-- start of SELECTION --

Boost logo

Boost :

Subject: Re: [boost] [General] Always treat std::strings as UTF-8
From: Jens Finkhäuser (jens_at_[hidden])
Date: 2011-01-14 12:00:01


On Fri, Jan 14, 2011 at 04:54:05PM +0200, Peter Dimov wrote:
> John B. Turpish wrote:
> - UTF-8 has the nice property that you can do things with a string
> without even decoding the characters; for example, you can sort UTF-8
> strings as-is, or split them on a specific (7 bit) character, such as
> '.' or '/'.
  Please excuse me if I'm stating the obvious, but I feel I should
mention that binary sorting is not collation.

    "The basic principle to remember is: The position of characters in
     the Unicode code charts does not specify their sorting weight."
     -- http://unicode.org/reports/tr10/#Introduction

  Any application that requires you to present a sorted list of
strings to a user pretty much requires a collation algorithm; in that
sense, the usefulness of the above mentioned property of UTF-8 is
limited.

  Again, sorry if I'm stating the obvious here. I've had to bring up
that argument in character encoding related discussions more than
once, and it's become a bit of a knee-jerk response by now ;)

-- end of SELECTION --
-- start of ENTRIES --

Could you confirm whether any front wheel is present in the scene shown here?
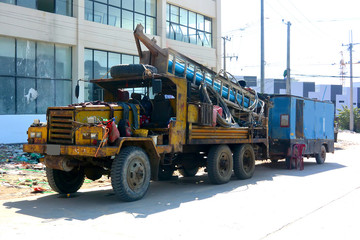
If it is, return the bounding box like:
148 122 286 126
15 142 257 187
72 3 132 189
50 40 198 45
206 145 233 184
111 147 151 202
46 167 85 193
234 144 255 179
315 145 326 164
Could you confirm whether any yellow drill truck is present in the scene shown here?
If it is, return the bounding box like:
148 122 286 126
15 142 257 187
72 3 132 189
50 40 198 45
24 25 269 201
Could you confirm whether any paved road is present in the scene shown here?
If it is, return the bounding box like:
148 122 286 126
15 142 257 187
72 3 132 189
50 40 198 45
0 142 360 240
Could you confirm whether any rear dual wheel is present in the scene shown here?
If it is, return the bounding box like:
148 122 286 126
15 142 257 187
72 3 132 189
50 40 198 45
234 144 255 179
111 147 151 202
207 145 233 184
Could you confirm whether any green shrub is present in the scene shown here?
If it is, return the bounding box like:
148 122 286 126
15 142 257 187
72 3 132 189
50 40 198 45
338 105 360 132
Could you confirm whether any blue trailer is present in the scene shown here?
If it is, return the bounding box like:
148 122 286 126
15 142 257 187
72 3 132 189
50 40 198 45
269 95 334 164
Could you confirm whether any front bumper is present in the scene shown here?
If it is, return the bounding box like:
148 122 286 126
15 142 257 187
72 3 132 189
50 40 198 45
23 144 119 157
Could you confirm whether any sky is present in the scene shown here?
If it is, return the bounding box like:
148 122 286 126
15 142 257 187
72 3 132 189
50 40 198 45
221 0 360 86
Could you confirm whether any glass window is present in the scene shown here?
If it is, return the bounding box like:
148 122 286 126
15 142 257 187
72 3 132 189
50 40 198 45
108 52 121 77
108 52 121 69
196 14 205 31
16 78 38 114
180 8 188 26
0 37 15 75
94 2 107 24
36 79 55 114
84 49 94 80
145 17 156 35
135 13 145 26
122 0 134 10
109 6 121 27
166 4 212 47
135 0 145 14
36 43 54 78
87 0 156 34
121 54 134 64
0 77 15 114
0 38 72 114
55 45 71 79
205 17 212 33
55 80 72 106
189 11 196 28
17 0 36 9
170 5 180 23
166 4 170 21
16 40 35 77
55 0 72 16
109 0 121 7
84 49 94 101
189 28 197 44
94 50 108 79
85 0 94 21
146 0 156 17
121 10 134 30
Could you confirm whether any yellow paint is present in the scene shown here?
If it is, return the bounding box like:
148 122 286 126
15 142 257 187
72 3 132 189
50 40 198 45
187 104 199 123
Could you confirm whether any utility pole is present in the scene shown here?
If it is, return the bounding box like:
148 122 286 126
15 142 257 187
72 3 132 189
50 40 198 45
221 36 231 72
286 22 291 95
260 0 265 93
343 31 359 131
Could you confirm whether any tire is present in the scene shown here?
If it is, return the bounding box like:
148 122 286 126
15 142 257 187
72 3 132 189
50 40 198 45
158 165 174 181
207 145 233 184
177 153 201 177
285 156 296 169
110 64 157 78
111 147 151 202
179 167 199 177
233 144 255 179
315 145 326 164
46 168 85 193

-- end of ENTRIES --

» SET EXERCISE A: Translate this sentence from the post on UTF-8 sorting into Spanish: "Please excuse me if I'm stating the obvious, but I feel I should mention that binary sorting is not collation."
» SET EXERCISE B: In the post on UTF-8 sorting, what does the position of characters in the Unicode code charts not specify?
» SET EXERCISE C: From the post on UTF-8 sorting, return the stretch from "Subject: Re: [boost]" through "is not collation.".

» ANSWER A: Disculpen si estoy diciendo algo obvio, pero creo que debo mencionar que la ordenación binaria no es intercalación.

» ANSWER B: Their sorting weight.

» ANSWER C:
Subject: Re: [boost] [General] Always treat std::strings as UTF-8
From: Jens Finkhäuser (jens_at_[hidden])
Date: 2011-01-14 12:00:01


On Fri, Jan 14, 2011 at 04:54:05PM +0200, Peter Dimov wrote:
> John B. Turpish wrote:
> - UTF-8 has the nice property that you can do things with a string
> without even decoding the characters; for example, you can sort UTF-8
> strings as-is, or split them on a specific (7 bit) character, such as
> '.' or '/'.
  Please excuse me if I'm stating the obvious, but I feel I should
mention that binary sorting is not collation.